• _SUPPLIED TEXT_:
▽

I follow this guide for KD Knowledge Distillation and the source as
class Distiller(keras.Model):
def __init__(self, student, teacher):
super().__init__()
self.teacher = teacher
self.student = student
def compile(
self,
optimizer,
metrics,
student_loss_fn,
distillation_loss_fn,
alpha=0.1,
temperature=3,
):
"""Configure the distiller.
Args:
optimizer: Keras optimizer for the student weights
metrics: Keras metrics for evaluation
student_loss_fn: Loss function of difference between student
predictions and ground-truth
distillation_loss_fn: Loss function of difference between soft
student predictions and soft teacher predictions
alpha: weight to student_loss_fn and 1-alpha to distillation_loss_fn
temperature: Temperature for softening probability distributions.
Larger temperature gives softer distributions.
"""
super().compile(optimizer=optimizer, metrics=metrics)

△

• _EXTRACTED RECORDS_:

▽

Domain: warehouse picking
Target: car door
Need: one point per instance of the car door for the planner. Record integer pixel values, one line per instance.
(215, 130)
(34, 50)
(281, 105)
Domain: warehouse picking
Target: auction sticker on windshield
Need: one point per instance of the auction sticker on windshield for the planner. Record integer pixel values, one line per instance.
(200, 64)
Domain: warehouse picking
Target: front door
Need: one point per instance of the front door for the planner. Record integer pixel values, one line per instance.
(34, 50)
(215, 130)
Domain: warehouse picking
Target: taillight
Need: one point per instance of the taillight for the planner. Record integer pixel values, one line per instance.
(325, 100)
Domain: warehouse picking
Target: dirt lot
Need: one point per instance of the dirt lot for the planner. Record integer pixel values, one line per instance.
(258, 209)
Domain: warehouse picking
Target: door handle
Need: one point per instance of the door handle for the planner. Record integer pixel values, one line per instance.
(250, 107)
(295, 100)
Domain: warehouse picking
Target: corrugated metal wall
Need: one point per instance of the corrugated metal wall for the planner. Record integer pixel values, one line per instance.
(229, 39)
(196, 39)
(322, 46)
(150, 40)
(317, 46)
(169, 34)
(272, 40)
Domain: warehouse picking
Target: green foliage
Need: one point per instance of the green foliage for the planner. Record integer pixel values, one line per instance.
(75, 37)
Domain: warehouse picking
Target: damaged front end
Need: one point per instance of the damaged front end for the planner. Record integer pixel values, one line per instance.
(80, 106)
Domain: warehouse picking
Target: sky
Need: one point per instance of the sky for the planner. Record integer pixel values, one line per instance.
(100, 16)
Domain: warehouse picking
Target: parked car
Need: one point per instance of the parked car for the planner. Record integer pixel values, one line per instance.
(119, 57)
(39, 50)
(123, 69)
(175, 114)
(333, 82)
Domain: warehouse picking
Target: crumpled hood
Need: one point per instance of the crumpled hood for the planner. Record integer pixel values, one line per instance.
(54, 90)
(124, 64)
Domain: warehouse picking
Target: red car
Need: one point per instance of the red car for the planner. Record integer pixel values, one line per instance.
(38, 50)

△

• _THINGS TO DO_:
A) Answer these from the knowledge distillation post:
(i) What is the default value of alpha in the compile method?
(ii) According to the docstring, what does a larger temperature give?
(iii) Which loss function receives the weight 1-alpha?
B) Output the part of the knowledge distillation post starting with "I follow this" and going on through "super().__init__()".
C) Write the next part of the knowledge distillation post, picking up right after its last line of code.

• _REPLIES_:
A)
(i) 0.1
(ii) Softer distributions.
(iii) distillation_loss_fn

B)
I follow this guide for KD Knowledge Distillation and the source as
class Distiller(keras.Model):
def __init__(self, student, teacher):
super().__init__()

C)
self.student_loss_fn = student_loss_fn
self.distillation_loss_fn = distillation_loss_fn
self.alpha = alpha
self.temperature = temperature
def compute_loss(
self, x=None, y=None, y_pred=None, sample_weight=None, allow_empty=False
):
teacher_pred = self.teacher(x, training=False)
student_loss = self.student_loss_fn(y, y_pred)
distillation_loss = self.distillation_loss_fn(
ops.softmax(teacher_pred / self.temperature, axis=1),
ops.softmax(y_pred / self.temperature, axis=1),
) * (self.temperature**2)
loss = self.alpha * student_loss + (1 - self.alpha) * distillation_loss
return loss
def call(self, x):
return self.student(x)
When training, at each epoch does the customized function call() is called?
Or it is only called when we call evaluate() or predict() after training?
Thank you.